From the material below, extract each line that contains the string "target" and reproduce those lines unchanged, one per line.

▶ **INFORMATION SHOWN**
####################
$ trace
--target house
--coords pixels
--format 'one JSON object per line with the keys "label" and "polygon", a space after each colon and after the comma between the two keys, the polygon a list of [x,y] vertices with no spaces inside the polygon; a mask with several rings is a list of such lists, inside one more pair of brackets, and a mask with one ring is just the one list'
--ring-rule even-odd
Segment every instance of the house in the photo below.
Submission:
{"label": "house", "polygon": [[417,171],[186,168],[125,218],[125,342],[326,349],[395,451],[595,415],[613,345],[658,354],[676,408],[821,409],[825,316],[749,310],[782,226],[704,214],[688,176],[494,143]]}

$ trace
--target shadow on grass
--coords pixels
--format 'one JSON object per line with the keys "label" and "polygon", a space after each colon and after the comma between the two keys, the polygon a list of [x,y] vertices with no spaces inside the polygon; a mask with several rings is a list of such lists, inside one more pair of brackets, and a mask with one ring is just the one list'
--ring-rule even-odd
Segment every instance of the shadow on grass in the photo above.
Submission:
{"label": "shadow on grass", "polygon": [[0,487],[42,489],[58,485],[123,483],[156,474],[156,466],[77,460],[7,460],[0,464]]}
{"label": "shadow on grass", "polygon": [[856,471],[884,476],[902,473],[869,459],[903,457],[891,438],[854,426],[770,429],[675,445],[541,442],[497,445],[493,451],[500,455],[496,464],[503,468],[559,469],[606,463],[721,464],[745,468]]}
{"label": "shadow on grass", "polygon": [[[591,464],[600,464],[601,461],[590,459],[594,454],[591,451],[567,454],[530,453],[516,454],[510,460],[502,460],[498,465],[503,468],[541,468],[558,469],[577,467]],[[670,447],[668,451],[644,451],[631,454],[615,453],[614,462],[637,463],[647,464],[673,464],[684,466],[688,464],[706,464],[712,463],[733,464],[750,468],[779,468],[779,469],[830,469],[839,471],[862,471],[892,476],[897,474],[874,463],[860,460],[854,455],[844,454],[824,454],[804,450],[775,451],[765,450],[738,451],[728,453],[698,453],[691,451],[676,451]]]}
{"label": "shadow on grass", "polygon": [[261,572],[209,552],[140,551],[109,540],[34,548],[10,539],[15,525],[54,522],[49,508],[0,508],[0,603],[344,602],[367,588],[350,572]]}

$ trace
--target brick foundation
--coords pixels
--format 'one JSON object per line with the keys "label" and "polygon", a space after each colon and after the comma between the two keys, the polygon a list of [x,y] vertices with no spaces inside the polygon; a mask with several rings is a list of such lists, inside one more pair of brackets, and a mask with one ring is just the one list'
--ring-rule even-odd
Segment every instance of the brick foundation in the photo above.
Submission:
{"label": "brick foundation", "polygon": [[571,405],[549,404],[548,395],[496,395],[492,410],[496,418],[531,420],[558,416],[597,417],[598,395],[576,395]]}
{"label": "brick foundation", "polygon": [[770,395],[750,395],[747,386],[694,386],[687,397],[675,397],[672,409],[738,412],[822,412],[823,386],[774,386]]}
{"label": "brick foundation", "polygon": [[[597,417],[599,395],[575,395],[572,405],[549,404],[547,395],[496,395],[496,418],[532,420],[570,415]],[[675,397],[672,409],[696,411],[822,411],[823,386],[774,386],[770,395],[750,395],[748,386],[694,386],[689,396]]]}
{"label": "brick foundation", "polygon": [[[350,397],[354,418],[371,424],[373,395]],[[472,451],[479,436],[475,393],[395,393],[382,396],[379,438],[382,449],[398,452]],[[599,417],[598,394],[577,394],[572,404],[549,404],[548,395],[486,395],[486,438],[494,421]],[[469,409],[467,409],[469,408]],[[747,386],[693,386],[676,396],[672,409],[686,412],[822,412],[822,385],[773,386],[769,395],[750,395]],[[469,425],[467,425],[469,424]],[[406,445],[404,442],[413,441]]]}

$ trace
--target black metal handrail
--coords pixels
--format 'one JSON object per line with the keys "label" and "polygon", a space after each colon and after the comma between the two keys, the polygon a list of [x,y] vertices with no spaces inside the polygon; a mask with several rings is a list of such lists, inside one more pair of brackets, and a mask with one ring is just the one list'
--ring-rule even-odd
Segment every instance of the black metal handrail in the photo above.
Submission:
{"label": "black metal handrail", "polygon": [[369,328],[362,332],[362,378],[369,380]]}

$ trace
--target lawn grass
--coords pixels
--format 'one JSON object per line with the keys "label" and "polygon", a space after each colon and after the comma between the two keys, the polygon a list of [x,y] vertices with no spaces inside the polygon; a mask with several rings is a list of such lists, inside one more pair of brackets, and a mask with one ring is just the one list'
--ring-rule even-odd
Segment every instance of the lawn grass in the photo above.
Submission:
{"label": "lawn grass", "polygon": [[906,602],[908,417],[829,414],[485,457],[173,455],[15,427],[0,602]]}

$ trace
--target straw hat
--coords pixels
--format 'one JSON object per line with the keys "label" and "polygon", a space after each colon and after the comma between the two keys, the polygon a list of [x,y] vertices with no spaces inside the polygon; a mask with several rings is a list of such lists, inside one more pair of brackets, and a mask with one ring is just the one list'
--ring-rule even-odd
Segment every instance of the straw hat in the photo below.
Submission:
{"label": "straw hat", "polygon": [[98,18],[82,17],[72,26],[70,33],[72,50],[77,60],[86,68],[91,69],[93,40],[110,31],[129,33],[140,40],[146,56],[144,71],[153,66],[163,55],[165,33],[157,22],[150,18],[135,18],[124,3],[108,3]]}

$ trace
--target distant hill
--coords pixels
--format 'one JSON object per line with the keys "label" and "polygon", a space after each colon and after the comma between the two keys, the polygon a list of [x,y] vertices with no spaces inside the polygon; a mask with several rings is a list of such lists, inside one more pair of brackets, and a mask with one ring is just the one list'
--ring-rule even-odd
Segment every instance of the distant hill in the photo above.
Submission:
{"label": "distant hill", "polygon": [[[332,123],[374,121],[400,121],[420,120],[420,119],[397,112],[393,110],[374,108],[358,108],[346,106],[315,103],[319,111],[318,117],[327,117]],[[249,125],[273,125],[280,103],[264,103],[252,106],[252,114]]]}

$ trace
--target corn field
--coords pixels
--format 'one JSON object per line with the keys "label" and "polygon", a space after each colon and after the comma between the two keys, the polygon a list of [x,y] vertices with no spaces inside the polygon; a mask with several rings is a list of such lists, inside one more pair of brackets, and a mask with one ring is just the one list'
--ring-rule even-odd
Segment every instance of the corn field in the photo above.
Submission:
####################
▶ **EXERCISE RESULT**
--target house
--target shadow on grass
--target brick foundation
--target black metal handrail
--target lawn grass
--target straw hat
--target distant hill
--target corn field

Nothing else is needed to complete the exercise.